Source data:
────────────────────
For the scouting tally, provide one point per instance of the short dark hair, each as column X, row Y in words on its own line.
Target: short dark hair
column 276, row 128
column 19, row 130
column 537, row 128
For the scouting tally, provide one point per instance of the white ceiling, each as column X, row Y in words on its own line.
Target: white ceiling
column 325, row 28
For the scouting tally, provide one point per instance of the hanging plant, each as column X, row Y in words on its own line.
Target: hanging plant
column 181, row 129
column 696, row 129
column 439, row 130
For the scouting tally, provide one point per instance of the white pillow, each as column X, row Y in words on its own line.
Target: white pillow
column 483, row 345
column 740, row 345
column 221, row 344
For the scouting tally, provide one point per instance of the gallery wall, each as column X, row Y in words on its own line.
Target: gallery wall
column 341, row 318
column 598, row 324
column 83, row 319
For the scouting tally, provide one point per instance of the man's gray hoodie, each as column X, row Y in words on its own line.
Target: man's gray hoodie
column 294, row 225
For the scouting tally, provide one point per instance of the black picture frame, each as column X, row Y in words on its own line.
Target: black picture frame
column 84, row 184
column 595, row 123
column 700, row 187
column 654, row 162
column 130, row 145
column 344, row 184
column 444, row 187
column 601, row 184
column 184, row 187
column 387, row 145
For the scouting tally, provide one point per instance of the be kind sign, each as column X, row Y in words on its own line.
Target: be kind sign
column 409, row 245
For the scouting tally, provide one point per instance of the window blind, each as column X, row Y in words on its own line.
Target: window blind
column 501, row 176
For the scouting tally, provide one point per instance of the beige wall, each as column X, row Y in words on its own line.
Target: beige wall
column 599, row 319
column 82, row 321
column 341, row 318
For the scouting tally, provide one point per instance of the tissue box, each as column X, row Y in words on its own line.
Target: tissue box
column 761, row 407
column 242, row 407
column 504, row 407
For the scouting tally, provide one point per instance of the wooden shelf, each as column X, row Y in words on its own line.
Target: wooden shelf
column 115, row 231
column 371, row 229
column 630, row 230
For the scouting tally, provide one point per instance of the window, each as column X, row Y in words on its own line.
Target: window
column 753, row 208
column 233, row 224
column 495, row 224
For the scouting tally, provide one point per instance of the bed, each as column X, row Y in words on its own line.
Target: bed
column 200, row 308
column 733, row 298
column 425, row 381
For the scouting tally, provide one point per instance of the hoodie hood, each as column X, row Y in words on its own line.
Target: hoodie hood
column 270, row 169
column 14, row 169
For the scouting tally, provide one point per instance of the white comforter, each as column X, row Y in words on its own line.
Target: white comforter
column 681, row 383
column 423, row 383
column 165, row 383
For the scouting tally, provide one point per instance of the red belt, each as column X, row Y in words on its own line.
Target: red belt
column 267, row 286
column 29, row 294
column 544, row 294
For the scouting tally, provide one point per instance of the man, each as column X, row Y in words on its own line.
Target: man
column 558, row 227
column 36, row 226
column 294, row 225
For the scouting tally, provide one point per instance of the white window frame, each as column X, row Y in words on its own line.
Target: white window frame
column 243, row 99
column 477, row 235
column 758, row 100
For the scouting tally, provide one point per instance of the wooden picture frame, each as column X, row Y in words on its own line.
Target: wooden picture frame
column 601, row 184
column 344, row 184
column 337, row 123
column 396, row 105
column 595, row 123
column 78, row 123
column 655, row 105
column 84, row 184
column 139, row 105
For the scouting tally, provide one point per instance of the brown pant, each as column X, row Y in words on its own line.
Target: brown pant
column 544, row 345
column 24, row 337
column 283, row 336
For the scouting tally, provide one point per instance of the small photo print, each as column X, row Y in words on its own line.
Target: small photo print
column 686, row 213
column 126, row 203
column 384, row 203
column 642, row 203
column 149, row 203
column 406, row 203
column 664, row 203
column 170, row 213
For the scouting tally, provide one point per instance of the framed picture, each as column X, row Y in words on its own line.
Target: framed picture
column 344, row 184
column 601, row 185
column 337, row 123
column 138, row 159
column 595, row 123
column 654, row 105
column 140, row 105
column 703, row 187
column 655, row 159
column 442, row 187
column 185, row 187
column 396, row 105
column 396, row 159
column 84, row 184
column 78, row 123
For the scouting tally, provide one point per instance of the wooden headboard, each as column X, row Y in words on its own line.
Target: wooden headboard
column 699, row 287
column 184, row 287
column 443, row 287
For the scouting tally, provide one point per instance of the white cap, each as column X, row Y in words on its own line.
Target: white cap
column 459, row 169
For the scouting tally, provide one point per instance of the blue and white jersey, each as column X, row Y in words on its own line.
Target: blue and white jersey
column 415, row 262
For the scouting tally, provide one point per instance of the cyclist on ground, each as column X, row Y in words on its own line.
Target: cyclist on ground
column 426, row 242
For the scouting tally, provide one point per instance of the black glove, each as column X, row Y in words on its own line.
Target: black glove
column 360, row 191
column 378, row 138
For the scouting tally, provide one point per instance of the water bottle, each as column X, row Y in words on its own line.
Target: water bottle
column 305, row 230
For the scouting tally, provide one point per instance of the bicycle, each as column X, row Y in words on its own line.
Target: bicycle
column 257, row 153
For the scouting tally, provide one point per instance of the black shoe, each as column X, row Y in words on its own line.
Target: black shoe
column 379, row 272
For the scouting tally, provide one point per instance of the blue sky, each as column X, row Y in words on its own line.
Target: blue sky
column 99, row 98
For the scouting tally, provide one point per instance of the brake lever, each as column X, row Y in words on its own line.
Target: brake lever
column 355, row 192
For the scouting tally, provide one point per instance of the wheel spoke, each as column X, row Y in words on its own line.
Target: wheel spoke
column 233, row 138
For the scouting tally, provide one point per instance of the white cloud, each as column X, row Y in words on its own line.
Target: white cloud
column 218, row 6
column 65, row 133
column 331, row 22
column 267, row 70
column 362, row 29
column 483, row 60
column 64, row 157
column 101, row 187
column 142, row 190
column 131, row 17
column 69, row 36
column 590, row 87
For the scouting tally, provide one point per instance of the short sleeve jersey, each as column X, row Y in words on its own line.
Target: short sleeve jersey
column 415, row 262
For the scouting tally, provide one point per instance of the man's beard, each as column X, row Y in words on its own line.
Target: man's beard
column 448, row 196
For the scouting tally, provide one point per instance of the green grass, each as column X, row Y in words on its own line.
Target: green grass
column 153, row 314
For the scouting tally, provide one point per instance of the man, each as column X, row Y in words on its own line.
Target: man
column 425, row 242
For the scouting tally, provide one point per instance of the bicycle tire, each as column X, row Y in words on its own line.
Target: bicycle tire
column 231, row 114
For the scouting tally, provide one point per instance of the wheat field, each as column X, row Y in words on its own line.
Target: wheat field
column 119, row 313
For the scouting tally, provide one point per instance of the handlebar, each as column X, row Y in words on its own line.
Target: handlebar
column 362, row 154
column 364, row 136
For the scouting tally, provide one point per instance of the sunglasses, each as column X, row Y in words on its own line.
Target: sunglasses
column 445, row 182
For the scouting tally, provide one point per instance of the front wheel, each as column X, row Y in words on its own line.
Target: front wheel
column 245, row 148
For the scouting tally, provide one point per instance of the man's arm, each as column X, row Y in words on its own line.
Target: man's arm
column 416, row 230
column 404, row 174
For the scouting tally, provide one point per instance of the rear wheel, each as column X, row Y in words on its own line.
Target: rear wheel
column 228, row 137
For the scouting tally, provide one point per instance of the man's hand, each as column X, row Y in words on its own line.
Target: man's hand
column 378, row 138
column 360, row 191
────────────────────
## What needs to be done
Copy every line of the records above verbatim, from the first to the last, changing nothing.

## Solution to the exercise
For the scouting tally, provide one point per instance of the short dark hair, each as column X, row Y in words on its own line.
Target: short dark hair
column 276, row 128
column 19, row 130
column 537, row 128
For the scouting tally, provide one point per instance of the white ceiling, each as column X, row Y in words on its own line.
Target: white ceiling
column 325, row 28
For the scouting tally, provide one point per instance of the hanging plant, each as column X, row Y in words on its own line.
Target: hanging plant
column 181, row 129
column 696, row 129
column 439, row 130
For the scouting tally, provide one point per instance of the white pillow, each as column X, row Y in words on its own line.
Target: white pillow
column 483, row 345
column 740, row 345
column 221, row 344
For the scouting tally, provide one point per instance of the gallery wall, each as column X, row Y in words on its own line.
Target: gallery wall
column 341, row 318
column 598, row 324
column 83, row 319
For the scouting tally, provide one point per instance of the man's gray hoodie, each as column X, row Y in words on its own line.
Target: man's gray hoodie
column 294, row 225
For the scouting tally, provide one point per instance of the black picture frame, each as column X, row Y in words on its own line.
Target: black picture frame
column 84, row 184
column 595, row 123
column 700, row 187
column 654, row 162
column 130, row 145
column 344, row 184
column 444, row 187
column 601, row 184
column 184, row 187
column 387, row 145
For the scouting tally, provide one point per instance of the be kind sign, each as column X, row Y in words on its own line.
Target: be kind sign
column 409, row 245
For the scouting tally, provide one point per instance of the window blind, each as column X, row Y in words on its own line.
Target: window blind
column 501, row 176
For the scouting tally, provide one point per instance of the beige wall, each as column X, row Y in words on its own line.
Target: beige wall
column 599, row 319
column 82, row 321
column 341, row 318
For the scouting tally, provide one point per instance of the tissue box, each as column X, row Y in words on its own line.
Target: tissue box
column 761, row 407
column 242, row 407
column 504, row 407
For the scouting tally, provide one point per instance of the wooden shelf, each as column X, row Y in words on its own line.
Target: wooden shelf
column 115, row 231
column 371, row 229
column 630, row 230
For the scouting tally, provide one point per instance of the window, each as column X, row Y in words on its own line.
Target: window
column 753, row 208
column 233, row 224
column 495, row 224
For the scouting tally, provide one point per instance of the bed, each as column X, row Y in words on its own line.
Target: bed
column 200, row 308
column 733, row 298
column 425, row 381
For the scouting tally, provide one point per instance of the hoodie hood, each as column X, row Y in words on its own line.
Target: hoodie hood
column 270, row 169
column 14, row 169
For the scouting tally, provide one point per instance of the white comforter, each as column X, row Y in words on its own line.
Target: white comforter
column 681, row 383
column 423, row 383
column 165, row 383
For the scouting tally, provide one point per instance of the red belt, each as column X, row Y in words on its own line.
Target: red belt
column 267, row 286
column 29, row 294
column 544, row 294
For the scouting tally, provide one point per instance of the man, each as column X, row Y in words on its own line.
Target: man
column 558, row 227
column 36, row 226
column 294, row 225
For the scouting tally, provide one point per instance of the white window frame, each as column X, row Y in words on its own line.
Target: white window frame
column 243, row 99
column 477, row 235
column 758, row 100
For the scouting tally, provide one point per instance of the wooden picture frame, each as column X, row Y in words on its own line.
Target: wooden picture frame
column 601, row 184
column 344, row 184
column 337, row 123
column 396, row 105
column 595, row 123
column 78, row 123
column 655, row 105
column 84, row 184
column 139, row 105
For the scouting tally, provide one point per instance of the brown pant, each as column X, row Y in words on its own line.
Target: brown pant
column 544, row 345
column 24, row 337
column 283, row 336
For the scouting tally, provide one point per instance of the small photo print, each as column X, row Y in words on its own line.
Target: small photo print
column 686, row 213
column 126, row 203
column 384, row 203
column 642, row 203
column 149, row 203
column 406, row 203
column 664, row 203
column 170, row 213
For the scouting tally, provide one point per instance of the framed picture, each as column X, row Y in words on its own line.
Target: framed picture
column 344, row 184
column 601, row 185
column 337, row 123
column 138, row 159
column 595, row 123
column 654, row 105
column 140, row 105
column 703, row 187
column 655, row 159
column 442, row 187
column 185, row 187
column 396, row 105
column 396, row 159
column 84, row 184
column 78, row 123
For the scouting tally, provide one point per instance of the wooden headboard, each as column X, row Y in words on its own line.
Target: wooden headboard
column 699, row 287
column 184, row 287
column 443, row 287
For the scouting tally, provide one point per instance of the white cap, each as column X, row Y in words on its own line.
Target: white cap
column 459, row 169
For the scouting tally, provide one point per instance of the blue and white jersey, each as column X, row Y in words on its own line.
Target: blue and white jersey
column 415, row 262
For the scouting tally, provide one point per instance of the cyclist on ground, each as column X, row Y in words on its own line.
Target: cyclist on ground
column 426, row 242
For the scouting tally, provide one point per instance of the black glove, each as column X, row Y in words on its own line.
Target: black glove
column 360, row 191
column 378, row 138
For the scouting tally, provide one point per instance of the water bottle, each as column X, row Y in words on its own line.
Target: water bottle
column 305, row 230
For the scouting tally, provide one point per instance of the bicycle, each as column X, row Y in words on its own line.
Target: bicycle
column 257, row 153
For the scouting tally, provide one point per instance of the black shoe, each as column X, row Y in words on its own line.
Target: black shoe
column 379, row 272
For the scouting tally, provide one point per instance of the blue sky, each as column X, row Y in words on its own line.
Target: blue sky
column 99, row 98
For the scouting tally, provide one point per instance of the brake lever, each as column X, row Y in words on its own line.
Target: brake lever
column 355, row 192
For the scouting tally, provide one point per instance of the wheel spoke, each as column X, row Y in words on its own line.
Target: wheel spoke
column 233, row 138
For the scouting tally, provide one point per instance of the white cloud, each as column X, row Y in words on its own line.
Target: white cloud
column 218, row 6
column 65, row 133
column 331, row 22
column 267, row 70
column 362, row 29
column 483, row 60
column 64, row 157
column 101, row 187
column 142, row 190
column 131, row 17
column 69, row 36
column 590, row 87
For the scouting tally, provide one point per instance of the short sleeve jersey, each as column X, row Y in words on its own line.
Target: short sleeve jersey
column 415, row 262
For the scouting tally, provide one point per instance of the man's beard, each as column X, row Y in words on its own line.
Target: man's beard
column 448, row 196
For the scouting tally, provide one point per instance of the green grass, each as column X, row Y in words on its own line.
Target: green grass
column 153, row 314
For the scouting tally, provide one point per instance of the man, each as column X, row Y in words on its own line.
Target: man
column 425, row 242
For the scouting tally, provide one point per instance of the bicycle tire, each as column X, row Y in words on its own line.
Target: bicycle tire
column 231, row 114
For the scouting tally, provide one point per instance of the wheat field, each as column X, row Y in words on its own line.
Target: wheat field
column 119, row 313
For the scouting tally, provide one point per instance of the handlebar, each as column X, row Y in words on its own line.
Target: handlebar
column 362, row 154
column 364, row 136
For the scouting tally, provide one point per instance of the sunglasses, each as column X, row Y in words on its own line.
Target: sunglasses
column 445, row 182
For the scouting tally, provide one point per instance of the front wheel, each as column X, row Y in words on its own line.
Target: front wheel
column 245, row 148
For the scouting tally, provide one point per instance of the man's arm, each as column X, row Y in words on its own line.
Target: man's arm
column 416, row 230
column 404, row 174
For the scouting tally, provide one point per instance of the rear wheel, each as column X, row Y in words on its own line.
Target: rear wheel
column 228, row 137
For the scouting tally, provide one point per instance of the man's hand, each as column X, row Y in words on its own line.
Target: man's hand
column 378, row 138
column 360, row 191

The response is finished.